((

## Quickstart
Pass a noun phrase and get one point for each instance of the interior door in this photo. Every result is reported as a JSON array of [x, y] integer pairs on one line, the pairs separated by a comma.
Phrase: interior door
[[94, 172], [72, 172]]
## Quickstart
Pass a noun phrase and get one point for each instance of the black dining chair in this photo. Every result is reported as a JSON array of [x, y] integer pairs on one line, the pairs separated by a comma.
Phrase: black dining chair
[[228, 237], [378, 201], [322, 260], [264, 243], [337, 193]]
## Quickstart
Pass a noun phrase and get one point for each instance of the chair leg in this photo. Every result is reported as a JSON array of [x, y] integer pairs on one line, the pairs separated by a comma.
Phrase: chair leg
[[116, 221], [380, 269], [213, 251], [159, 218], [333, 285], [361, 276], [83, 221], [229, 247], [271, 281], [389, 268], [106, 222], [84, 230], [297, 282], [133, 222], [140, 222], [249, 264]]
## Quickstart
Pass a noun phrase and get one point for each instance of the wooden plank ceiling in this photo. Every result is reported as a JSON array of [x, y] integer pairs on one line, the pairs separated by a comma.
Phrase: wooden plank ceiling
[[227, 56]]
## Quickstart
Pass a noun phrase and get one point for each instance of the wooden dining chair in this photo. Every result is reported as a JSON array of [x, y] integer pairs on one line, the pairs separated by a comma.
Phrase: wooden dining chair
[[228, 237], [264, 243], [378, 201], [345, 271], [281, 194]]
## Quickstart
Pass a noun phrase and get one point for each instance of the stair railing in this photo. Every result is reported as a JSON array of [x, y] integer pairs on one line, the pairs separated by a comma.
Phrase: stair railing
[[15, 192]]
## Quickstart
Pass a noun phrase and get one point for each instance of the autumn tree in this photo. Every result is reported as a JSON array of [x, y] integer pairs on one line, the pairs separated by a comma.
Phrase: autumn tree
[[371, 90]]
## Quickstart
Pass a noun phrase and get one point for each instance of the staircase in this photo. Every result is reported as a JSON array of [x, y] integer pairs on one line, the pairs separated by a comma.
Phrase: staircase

))

ASSIGNMENT >>
Please restate every record above word for word.

TASK ANSWER >>
## Quickstart
Pass a noun phrase and get one point for each instance of the interior door in this photo. Every result is reported as a JSON array of [x, y] integer pairs on one line, the pairs separated by a comma.
Phrase: interior door
[[94, 172], [72, 172]]
## Quickstart
Pass a noun phrase and get one point for each instance of the black dining chair in this photo. Every result is reported as a JSON array of [x, y] integer pairs on one line, the pairs separated by a comma.
Phrase: black dining chair
[[228, 237], [378, 201], [322, 260], [264, 243], [337, 193]]
## Quickstart
Pass a noun phrase and get one point for each instance of the chair leg in this photo. Every result is reported as a JSON array of [x, y] integer pairs on one line, the pairs separated by a comma.
Phrase: chair leg
[[116, 221], [380, 269], [213, 251], [159, 218], [333, 285], [361, 276], [83, 221], [229, 247], [271, 281], [389, 268], [106, 222], [84, 230], [297, 282], [133, 222], [140, 222], [249, 264]]
## Quickstart
Pass a noun phrase and get one point for each instance of the wooden plank ceiling in this photo. Every result is reported as a JSON array of [x, y] integer pairs on one line, the pairs separated by a comma.
Phrase: wooden plank ceiling
[[227, 56]]
## Quickstart
Pass a noun phrase and get one point for each instance of the wooden dining chair in this photo. Every result is reported as a JSON array of [x, y] integer pairs on one line, the pairs separated by a comma.
Phrase: wooden dining chair
[[228, 237], [264, 243], [378, 201], [345, 271], [281, 194]]
## Quickstart
Pass a noun phrase and get one point for each instance of the stair railing in this photo. Every result is reported as a JSON array of [x, y] integer pairs on one line, the pairs separated by a comma.
Phrase: stair railing
[[15, 192]]
## Quickstart
Pass a noun phrase and get one point for each instance of the autumn tree in this photo. Every result is reported as a JSON array of [x, y] integer pairs on one line, the pairs separated by a comma.
Phrase: autumn tree
[[371, 90]]
## Quickstart
Pass a noun phrase and get one point for each instance of the staircase in this photo. Every result is reported as a JSON array of [x, y] integer pairs on one line, the pairs separated by a comma.
Phrase: staircase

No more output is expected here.